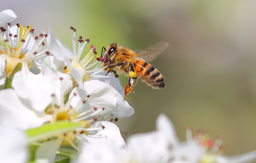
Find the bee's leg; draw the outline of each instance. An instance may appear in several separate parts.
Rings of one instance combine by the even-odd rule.
[[[108,72],[107,72],[107,74],[105,74],[105,76],[107,76],[107,75],[108,74],[109,74],[109,73],[110,72],[111,72],[111,71],[113,71],[113,69],[114,69],[114,68],[115,68],[115,67],[111,67],[111,68],[110,68],[109,69],[109,70],[108,70]]]
[[[134,93],[134,91],[131,90],[131,88],[135,84],[136,80],[137,79],[136,74],[134,72],[133,65],[132,63],[130,62],[129,64],[129,66],[128,67],[128,72],[129,73],[130,77],[128,80],[128,83],[127,84],[127,85],[126,85],[126,86],[125,87],[125,89],[124,90],[124,95],[126,98],[127,99],[127,100],[129,100],[129,99],[127,97],[126,95],[130,93],[130,92],[131,92],[133,93]]]
[[[130,93],[130,92],[131,92],[133,93],[134,93],[134,91],[131,90],[131,89],[132,86],[135,84],[137,79],[137,77],[134,78],[132,78],[130,77],[129,78],[129,79],[128,80],[128,83],[124,89],[124,96],[127,99],[127,100],[129,100],[129,99],[126,96],[127,95]]]

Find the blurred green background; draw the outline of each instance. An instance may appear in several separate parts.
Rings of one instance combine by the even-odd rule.
[[[37,35],[47,32],[48,21],[70,49],[71,26],[98,53],[113,42],[134,50],[169,43],[151,63],[166,88],[138,82],[128,95],[135,113],[118,121],[121,130],[154,130],[164,113],[181,141],[190,126],[213,138],[221,135],[227,155],[256,149],[255,1],[9,0],[0,6],[8,9],[18,16],[12,24],[32,24]],[[125,86],[128,78],[119,79]]]

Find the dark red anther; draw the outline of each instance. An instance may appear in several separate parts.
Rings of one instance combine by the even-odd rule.
[[[106,58],[102,58],[101,59],[101,62],[103,62],[103,61],[105,61],[105,60],[106,60]]]
[[[96,48],[95,48],[95,47],[94,47],[94,46],[93,46],[93,45],[91,45],[91,49],[93,50],[95,50],[96,49]]]
[[[81,131],[81,132],[80,132],[79,133],[80,133],[81,134],[83,134],[83,133],[84,133],[84,131]]]

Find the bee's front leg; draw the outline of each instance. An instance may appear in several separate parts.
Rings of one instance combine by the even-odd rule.
[[[128,72],[129,73],[130,77],[129,78],[128,83],[125,87],[125,89],[124,89],[124,96],[127,100],[129,100],[129,99],[127,98],[126,96],[130,93],[130,92],[134,93],[134,91],[131,90],[131,88],[135,85],[136,80],[137,79],[137,76],[134,72],[133,65],[131,63],[130,63],[129,64],[129,66],[128,67]]]

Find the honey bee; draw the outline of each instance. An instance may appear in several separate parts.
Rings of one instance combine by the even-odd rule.
[[[135,85],[138,77],[154,89],[165,87],[163,75],[147,62],[154,60],[168,45],[167,42],[162,42],[134,51],[120,46],[118,43],[113,43],[107,49],[102,47],[100,58],[102,61],[105,60],[103,65],[108,66],[109,70],[106,75],[111,72],[116,73],[113,70],[116,67],[118,73],[123,72],[129,75],[128,83],[124,90],[125,96],[129,100],[127,95],[130,92],[134,92],[131,88]],[[118,77],[117,75],[115,76]]]

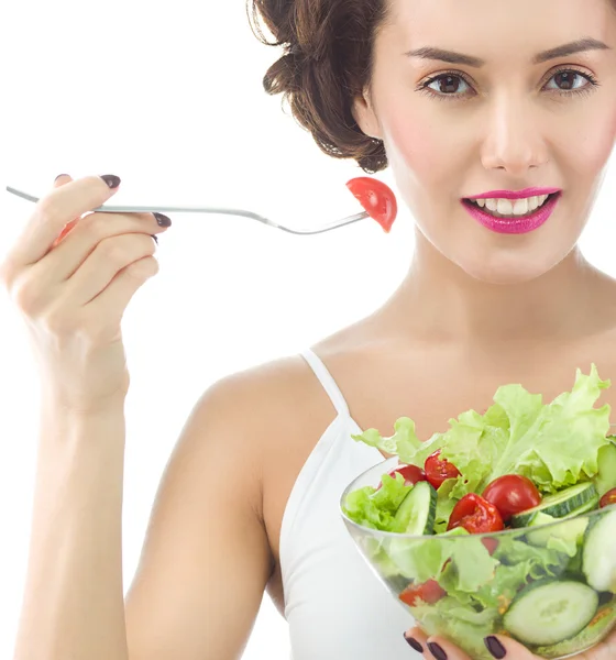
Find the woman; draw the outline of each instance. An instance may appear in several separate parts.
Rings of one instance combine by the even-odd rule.
[[[616,136],[612,0],[254,0],[254,10],[287,48],[266,89],[289,95],[329,155],[367,173],[392,166],[416,220],[408,276],[314,351],[205,393],[124,606],[120,320],[157,272],[150,234],[165,219],[91,213],[57,242],[119,185],[61,176],[1,270],[44,386],[15,660],[230,660],[265,588],[295,660],[465,659],[417,627],[403,637],[413,622],[348,537],[340,493],[381,459],[350,435],[408,415],[428,438],[486,408],[504,383],[551,399],[579,366],[616,373],[616,282],[578,248]],[[494,201],[469,201],[482,197]],[[537,211],[543,204],[551,213]],[[486,645],[495,658],[532,657],[507,638]],[[613,636],[580,658],[615,653]]]

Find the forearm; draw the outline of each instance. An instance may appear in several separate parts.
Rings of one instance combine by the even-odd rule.
[[[128,660],[122,588],[123,403],[43,402],[14,660]]]

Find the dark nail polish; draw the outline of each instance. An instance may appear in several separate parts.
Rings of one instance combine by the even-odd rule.
[[[119,176],[114,174],[101,174],[100,178],[110,187],[117,188],[122,180]]]
[[[415,637],[407,637],[405,632],[405,639],[411,649],[416,650],[418,653],[424,652],[424,647],[415,639]]]
[[[161,227],[170,227],[172,226],[170,218],[167,218],[166,216],[163,216],[163,213],[154,213],[154,218],[156,218],[156,222]]]
[[[429,641],[428,648],[430,649],[430,653],[432,653],[437,660],[447,660],[447,653],[436,641]]]
[[[502,660],[502,658],[507,654],[505,647],[493,635],[486,637],[484,644],[487,647],[487,650],[498,660]]]

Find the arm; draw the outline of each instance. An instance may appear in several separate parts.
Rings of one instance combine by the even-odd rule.
[[[195,406],[122,602],[124,417],[47,407],[15,660],[232,660],[272,571],[254,410],[232,382]],[[125,625],[124,625],[125,619]]]
[[[15,660],[127,660],[121,510],[124,410],[41,408]]]
[[[242,375],[231,376],[189,416],[127,595],[130,660],[241,657],[273,570],[261,520],[257,398]]]

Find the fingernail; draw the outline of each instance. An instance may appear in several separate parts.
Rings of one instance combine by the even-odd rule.
[[[100,178],[110,187],[110,188],[117,188],[120,185],[120,182],[122,180],[119,176],[116,176],[114,174],[101,174]]]
[[[507,654],[507,649],[498,641],[494,635],[490,635],[484,640],[487,650],[498,660],[502,660]]]
[[[424,647],[417,641],[417,639],[415,639],[415,637],[407,637],[407,635],[405,632],[405,639],[406,639],[408,646],[410,648],[415,649],[418,653],[424,652]]]
[[[153,215],[154,215],[154,218],[156,218],[156,222],[161,227],[170,227],[172,226],[170,218],[167,218],[166,216],[163,216],[163,213],[153,213]]]
[[[437,660],[447,660],[447,653],[436,641],[429,641],[428,648],[430,649],[430,653],[432,653]]]

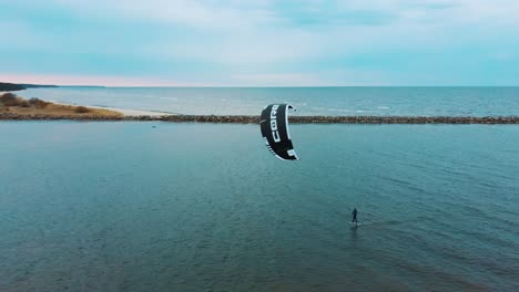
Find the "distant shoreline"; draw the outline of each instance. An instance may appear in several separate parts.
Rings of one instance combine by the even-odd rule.
[[[253,115],[19,115],[0,113],[0,121],[170,122],[258,124]],[[291,116],[293,124],[519,124],[519,116]]]

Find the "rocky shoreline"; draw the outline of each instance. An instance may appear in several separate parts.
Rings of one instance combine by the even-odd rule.
[[[96,116],[96,115],[19,115],[0,113],[0,121],[84,121],[84,122],[171,122],[258,124],[260,116],[248,115],[165,115],[165,116]],[[294,124],[519,124],[519,116],[291,116]]]

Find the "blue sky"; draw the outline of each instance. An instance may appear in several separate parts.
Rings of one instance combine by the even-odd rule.
[[[517,0],[0,0],[0,81],[519,85]]]

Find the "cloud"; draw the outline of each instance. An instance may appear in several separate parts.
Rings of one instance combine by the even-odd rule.
[[[513,61],[518,14],[516,0],[19,0],[0,4],[0,63],[129,83],[420,83],[430,63]]]

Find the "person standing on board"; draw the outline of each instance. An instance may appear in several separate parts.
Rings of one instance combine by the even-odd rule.
[[[357,225],[357,208],[354,208],[354,211],[352,212],[352,223]]]

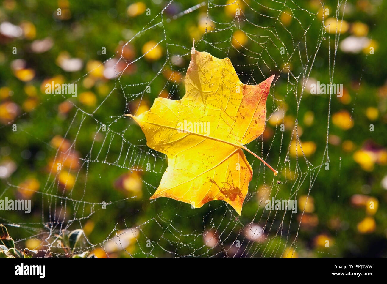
──────
* [Set exercise]: State how many lines in the entries above contain the word "dark", giving the number alone; matches are case-sensitive.

* [Written solution]: 2